Required task
Nothing but the lines from the one containing "Where can the red" through the last line of the records below should be copied, exactly and without pictures.

Records excerpted from a collection
+===+
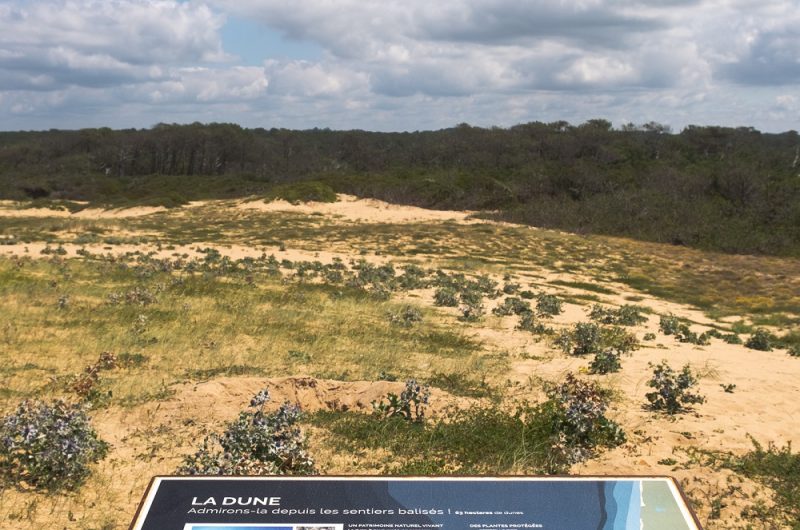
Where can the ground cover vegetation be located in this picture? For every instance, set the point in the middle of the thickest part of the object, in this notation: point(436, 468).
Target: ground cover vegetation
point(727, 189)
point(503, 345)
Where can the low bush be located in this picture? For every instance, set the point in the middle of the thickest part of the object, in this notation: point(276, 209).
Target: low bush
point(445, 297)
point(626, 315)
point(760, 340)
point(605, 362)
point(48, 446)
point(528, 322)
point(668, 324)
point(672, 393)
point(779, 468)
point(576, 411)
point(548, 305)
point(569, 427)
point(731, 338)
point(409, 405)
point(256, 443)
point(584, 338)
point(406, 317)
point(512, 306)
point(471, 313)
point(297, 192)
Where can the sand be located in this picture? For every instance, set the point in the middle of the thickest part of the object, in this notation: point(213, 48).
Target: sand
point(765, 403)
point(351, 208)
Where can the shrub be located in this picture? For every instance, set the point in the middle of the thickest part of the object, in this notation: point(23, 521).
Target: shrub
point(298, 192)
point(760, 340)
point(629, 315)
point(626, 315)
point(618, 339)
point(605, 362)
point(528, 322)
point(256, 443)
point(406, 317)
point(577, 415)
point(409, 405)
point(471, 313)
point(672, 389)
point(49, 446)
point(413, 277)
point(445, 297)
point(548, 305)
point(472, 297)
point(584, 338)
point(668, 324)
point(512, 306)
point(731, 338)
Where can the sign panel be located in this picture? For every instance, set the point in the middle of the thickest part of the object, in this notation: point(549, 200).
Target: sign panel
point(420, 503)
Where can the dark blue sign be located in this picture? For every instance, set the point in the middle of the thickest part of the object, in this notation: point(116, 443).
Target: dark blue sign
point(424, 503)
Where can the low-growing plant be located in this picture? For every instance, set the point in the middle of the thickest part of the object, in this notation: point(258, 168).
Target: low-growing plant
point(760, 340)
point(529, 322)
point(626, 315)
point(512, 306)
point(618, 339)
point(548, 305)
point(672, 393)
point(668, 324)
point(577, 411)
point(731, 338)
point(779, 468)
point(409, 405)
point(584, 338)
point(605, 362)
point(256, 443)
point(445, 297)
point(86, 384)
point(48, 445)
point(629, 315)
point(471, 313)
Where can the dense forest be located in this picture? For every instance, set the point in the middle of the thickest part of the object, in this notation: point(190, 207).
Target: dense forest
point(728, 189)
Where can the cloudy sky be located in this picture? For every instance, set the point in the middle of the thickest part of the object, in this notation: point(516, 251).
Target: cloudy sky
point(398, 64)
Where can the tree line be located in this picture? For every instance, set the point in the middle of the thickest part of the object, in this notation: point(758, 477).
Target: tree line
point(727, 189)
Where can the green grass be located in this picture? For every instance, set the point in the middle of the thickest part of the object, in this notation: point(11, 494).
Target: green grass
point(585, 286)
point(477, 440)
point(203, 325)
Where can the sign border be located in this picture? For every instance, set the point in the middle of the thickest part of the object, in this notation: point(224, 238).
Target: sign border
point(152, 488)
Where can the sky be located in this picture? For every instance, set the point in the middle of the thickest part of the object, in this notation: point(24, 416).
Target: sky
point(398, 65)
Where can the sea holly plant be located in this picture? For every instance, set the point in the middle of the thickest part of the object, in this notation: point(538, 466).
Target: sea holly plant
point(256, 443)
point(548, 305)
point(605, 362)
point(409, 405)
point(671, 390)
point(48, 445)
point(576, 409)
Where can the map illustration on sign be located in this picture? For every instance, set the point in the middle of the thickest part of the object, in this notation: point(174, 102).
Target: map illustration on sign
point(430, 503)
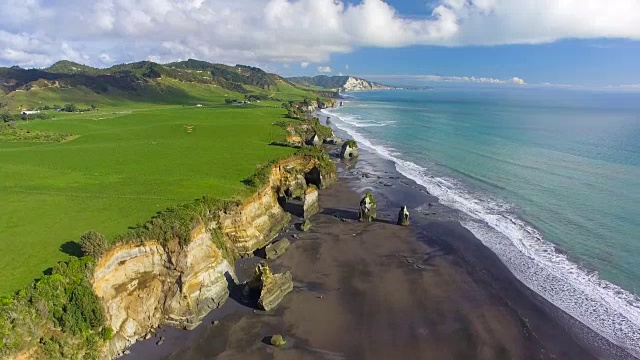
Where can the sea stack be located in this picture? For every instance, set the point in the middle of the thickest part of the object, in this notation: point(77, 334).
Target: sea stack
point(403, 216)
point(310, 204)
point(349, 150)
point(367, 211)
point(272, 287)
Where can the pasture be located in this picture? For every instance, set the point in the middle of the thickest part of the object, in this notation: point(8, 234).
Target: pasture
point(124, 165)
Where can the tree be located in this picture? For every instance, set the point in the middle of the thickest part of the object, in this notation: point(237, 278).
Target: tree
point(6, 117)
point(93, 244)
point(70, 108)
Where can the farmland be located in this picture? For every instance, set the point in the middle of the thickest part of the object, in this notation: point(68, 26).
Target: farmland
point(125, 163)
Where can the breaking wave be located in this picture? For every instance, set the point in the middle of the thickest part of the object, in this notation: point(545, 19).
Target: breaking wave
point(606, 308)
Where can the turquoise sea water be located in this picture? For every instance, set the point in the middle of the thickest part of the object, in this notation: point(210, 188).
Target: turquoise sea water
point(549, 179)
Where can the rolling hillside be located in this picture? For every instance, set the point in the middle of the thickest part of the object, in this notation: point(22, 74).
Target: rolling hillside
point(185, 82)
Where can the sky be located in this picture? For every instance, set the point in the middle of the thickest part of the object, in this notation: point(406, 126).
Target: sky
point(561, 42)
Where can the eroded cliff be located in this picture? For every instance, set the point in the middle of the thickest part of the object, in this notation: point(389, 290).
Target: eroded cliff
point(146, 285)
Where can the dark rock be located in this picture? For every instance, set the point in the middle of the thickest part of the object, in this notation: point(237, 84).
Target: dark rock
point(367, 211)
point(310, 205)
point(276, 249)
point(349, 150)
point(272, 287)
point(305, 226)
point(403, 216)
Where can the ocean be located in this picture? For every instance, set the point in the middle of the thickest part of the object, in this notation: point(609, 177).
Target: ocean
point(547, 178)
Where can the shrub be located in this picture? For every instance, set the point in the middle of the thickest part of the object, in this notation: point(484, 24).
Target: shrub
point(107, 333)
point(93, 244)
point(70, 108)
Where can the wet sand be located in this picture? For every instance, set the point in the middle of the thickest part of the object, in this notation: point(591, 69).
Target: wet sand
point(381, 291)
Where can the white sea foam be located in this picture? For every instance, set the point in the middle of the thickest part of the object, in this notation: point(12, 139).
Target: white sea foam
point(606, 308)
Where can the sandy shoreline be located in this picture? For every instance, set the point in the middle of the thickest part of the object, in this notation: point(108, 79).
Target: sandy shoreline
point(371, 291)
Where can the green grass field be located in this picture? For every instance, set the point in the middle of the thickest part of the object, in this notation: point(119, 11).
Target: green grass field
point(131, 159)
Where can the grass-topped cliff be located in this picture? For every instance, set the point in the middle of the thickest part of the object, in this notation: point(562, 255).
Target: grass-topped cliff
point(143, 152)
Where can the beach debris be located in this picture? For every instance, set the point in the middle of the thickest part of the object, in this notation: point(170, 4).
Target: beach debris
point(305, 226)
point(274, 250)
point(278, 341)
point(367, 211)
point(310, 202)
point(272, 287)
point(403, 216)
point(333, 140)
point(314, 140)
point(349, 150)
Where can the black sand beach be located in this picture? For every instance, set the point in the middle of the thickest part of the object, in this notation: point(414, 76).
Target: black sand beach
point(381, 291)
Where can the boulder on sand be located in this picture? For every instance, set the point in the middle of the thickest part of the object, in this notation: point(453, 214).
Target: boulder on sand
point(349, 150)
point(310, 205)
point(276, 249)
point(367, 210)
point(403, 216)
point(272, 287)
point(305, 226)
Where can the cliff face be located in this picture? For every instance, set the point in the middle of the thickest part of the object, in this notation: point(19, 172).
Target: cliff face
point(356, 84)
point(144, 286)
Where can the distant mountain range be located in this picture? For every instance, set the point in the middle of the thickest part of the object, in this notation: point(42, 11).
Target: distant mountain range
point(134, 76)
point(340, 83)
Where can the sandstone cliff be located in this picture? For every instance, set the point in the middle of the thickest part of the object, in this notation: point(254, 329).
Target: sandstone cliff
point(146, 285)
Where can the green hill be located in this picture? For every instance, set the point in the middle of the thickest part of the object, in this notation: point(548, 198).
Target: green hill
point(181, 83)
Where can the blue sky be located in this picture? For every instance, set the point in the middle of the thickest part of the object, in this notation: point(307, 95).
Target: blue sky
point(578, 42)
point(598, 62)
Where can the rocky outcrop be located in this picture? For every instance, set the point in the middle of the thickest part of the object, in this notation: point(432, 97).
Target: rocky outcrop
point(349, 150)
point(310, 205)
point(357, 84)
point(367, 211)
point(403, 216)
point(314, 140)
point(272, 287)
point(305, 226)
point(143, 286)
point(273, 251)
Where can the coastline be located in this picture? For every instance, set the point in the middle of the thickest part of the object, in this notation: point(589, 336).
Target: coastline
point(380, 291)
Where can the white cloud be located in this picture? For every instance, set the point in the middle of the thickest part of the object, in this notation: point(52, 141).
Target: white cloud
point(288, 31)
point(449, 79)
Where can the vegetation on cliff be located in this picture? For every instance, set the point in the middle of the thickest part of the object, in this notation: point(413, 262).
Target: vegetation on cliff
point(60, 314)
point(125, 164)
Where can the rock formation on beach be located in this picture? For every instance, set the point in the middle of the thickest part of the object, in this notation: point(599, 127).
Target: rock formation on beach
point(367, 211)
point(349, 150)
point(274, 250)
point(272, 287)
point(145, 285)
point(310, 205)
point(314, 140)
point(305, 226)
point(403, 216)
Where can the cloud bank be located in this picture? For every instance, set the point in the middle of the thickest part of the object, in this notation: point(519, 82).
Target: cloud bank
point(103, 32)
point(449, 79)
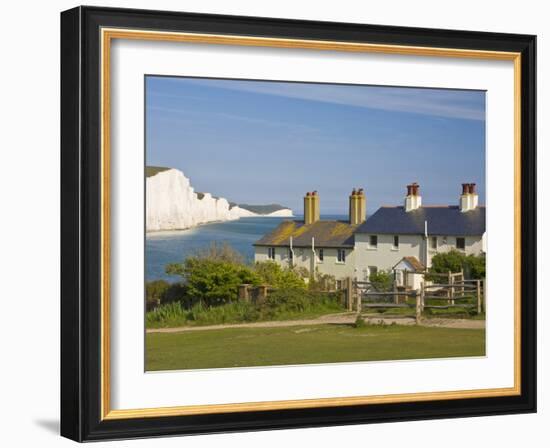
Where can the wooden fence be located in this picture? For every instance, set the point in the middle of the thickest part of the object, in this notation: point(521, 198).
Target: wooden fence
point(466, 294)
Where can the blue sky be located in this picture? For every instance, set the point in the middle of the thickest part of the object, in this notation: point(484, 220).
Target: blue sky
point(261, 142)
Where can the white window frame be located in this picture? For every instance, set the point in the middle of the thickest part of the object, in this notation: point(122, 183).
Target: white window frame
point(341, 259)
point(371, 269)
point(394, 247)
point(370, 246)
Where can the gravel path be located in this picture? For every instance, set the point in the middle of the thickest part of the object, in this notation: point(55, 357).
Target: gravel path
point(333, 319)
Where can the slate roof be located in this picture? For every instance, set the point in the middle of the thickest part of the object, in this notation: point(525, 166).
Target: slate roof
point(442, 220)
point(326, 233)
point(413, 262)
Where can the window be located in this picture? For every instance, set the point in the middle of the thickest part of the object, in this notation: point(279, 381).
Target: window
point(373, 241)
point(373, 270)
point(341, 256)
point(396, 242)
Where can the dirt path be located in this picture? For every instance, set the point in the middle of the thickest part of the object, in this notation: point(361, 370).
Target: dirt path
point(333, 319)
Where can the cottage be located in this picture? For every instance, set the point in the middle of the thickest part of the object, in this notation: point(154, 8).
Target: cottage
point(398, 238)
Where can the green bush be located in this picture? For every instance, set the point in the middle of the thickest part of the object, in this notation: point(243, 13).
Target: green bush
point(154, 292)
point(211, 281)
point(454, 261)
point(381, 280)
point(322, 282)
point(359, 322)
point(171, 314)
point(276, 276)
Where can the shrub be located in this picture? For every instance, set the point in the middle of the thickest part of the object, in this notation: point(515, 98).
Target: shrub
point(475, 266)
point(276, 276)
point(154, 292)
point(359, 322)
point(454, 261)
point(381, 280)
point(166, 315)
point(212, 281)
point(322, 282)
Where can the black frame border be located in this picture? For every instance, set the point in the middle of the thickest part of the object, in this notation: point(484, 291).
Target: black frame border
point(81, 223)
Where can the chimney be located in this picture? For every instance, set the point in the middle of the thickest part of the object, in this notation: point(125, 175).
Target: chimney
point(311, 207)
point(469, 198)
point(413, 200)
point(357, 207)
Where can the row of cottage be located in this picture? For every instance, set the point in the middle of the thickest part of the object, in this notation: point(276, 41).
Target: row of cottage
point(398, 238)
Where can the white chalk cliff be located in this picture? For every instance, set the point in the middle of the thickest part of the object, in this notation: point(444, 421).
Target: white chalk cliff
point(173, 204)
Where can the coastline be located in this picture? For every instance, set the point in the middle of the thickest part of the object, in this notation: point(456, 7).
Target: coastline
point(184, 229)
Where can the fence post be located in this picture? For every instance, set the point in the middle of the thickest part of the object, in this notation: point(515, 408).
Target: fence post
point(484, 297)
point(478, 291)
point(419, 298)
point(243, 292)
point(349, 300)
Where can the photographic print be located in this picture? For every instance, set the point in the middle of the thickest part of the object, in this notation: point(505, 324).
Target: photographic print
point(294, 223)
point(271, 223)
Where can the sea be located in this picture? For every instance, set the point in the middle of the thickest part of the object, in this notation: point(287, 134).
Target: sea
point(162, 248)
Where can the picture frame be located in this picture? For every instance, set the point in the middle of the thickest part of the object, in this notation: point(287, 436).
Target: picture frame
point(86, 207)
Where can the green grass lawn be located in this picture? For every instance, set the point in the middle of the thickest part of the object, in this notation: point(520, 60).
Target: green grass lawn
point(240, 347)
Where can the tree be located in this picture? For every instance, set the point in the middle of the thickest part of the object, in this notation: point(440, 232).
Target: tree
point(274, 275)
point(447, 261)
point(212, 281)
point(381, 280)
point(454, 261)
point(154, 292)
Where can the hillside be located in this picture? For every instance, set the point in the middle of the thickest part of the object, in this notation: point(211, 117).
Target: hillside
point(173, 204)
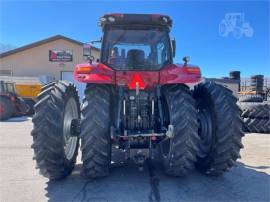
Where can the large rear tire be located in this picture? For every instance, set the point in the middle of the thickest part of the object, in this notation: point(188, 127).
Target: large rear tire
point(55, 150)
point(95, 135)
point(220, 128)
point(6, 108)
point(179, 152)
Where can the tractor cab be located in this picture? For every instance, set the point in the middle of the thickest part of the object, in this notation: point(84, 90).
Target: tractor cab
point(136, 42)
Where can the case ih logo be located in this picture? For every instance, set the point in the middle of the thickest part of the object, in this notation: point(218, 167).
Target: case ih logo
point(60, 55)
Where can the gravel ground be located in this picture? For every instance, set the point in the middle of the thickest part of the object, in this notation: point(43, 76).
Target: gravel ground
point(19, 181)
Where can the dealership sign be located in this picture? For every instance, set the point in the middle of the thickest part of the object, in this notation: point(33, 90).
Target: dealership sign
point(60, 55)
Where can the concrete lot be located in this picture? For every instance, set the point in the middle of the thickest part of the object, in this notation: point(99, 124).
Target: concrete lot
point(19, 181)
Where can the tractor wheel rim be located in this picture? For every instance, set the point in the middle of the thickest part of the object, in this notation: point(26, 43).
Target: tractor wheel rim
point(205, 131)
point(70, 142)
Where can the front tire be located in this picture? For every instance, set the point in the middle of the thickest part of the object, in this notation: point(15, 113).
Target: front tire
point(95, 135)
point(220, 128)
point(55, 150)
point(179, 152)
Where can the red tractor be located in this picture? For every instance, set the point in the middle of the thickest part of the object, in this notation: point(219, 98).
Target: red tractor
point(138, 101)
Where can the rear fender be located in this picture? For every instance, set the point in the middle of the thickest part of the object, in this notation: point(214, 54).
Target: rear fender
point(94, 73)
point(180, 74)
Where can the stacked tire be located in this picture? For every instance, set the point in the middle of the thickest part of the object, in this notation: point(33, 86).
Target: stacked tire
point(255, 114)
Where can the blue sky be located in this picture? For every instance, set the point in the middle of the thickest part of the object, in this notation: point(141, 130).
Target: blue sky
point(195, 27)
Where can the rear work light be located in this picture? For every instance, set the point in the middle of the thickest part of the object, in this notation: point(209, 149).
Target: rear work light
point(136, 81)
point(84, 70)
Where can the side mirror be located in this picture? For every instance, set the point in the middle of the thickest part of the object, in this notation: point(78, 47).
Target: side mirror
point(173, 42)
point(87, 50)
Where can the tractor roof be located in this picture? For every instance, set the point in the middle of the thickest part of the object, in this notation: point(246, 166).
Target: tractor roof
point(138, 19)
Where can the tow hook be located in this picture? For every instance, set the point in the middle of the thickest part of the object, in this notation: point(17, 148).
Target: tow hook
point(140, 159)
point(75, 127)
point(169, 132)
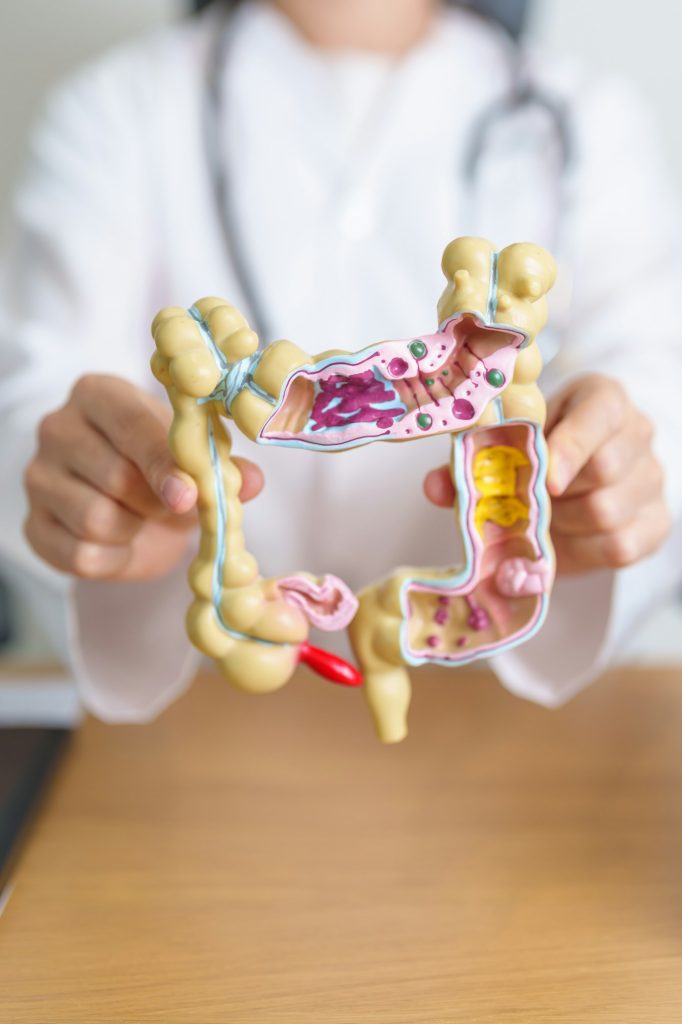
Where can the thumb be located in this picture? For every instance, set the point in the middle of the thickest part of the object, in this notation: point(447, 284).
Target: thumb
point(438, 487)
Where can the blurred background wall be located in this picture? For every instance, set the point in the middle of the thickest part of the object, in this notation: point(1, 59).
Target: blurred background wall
+===+
Solution to the problem
Where can the red tractor be located in this picture? For every instance, set the point in the middle of the thickest part of the object, in this notation: point(219, 98).
Target: red tractor
point(138, 101)
Where can the rear fender be located in this picture? For every instance, set the point in the middle of the thickest part of the object, in this notation: point(214, 54).
Target: rear fender
point(94, 73)
point(180, 74)
Where can the stacked tire be located in this picture? For every instance, set the point in the middle of the thickest part of the object, in this notation: point(33, 86).
Target: stacked tire
point(255, 114)
Where can the blue sky be located in this picture? For every instance, set the point in the middle of the thickest part of the object, in this notation: point(141, 130).
Target: blue sky
point(195, 27)
Where can the rear work light be located in this picture? For every instance, set the point in the middle of the thickest part of the object, in this notation: point(209, 149).
Target: rear work light
point(136, 81)
point(84, 70)
Where can the side mirror be located in this picture? For every instance, set the point in the middle of the thickest part of the object, in this notation: point(78, 47).
Target: side mirror
point(173, 42)
point(87, 50)
Where can the tractor roof be located in this picture? For every instance, set the point in the middle of the thickest part of the object, in this notation: point(246, 166).
Target: tractor roof
point(138, 19)
Where can the tow hook be located in this picture? For every instance, set the point in the middle of the thickest part of the object, in this notation: point(17, 148).
Target: tow hook
point(140, 159)
point(75, 127)
point(169, 132)
Where can the thumb be located in this picture? For every instance, set the point in the middle of the thickest part of the object, in this notation: point(447, 284).
Target: thumb
point(438, 487)
Where can the blurred background wall be located in this picture? For every instance, set the point in the middle of the thickest part of the object, in this notation: point(1, 59).
Target: blurred background wall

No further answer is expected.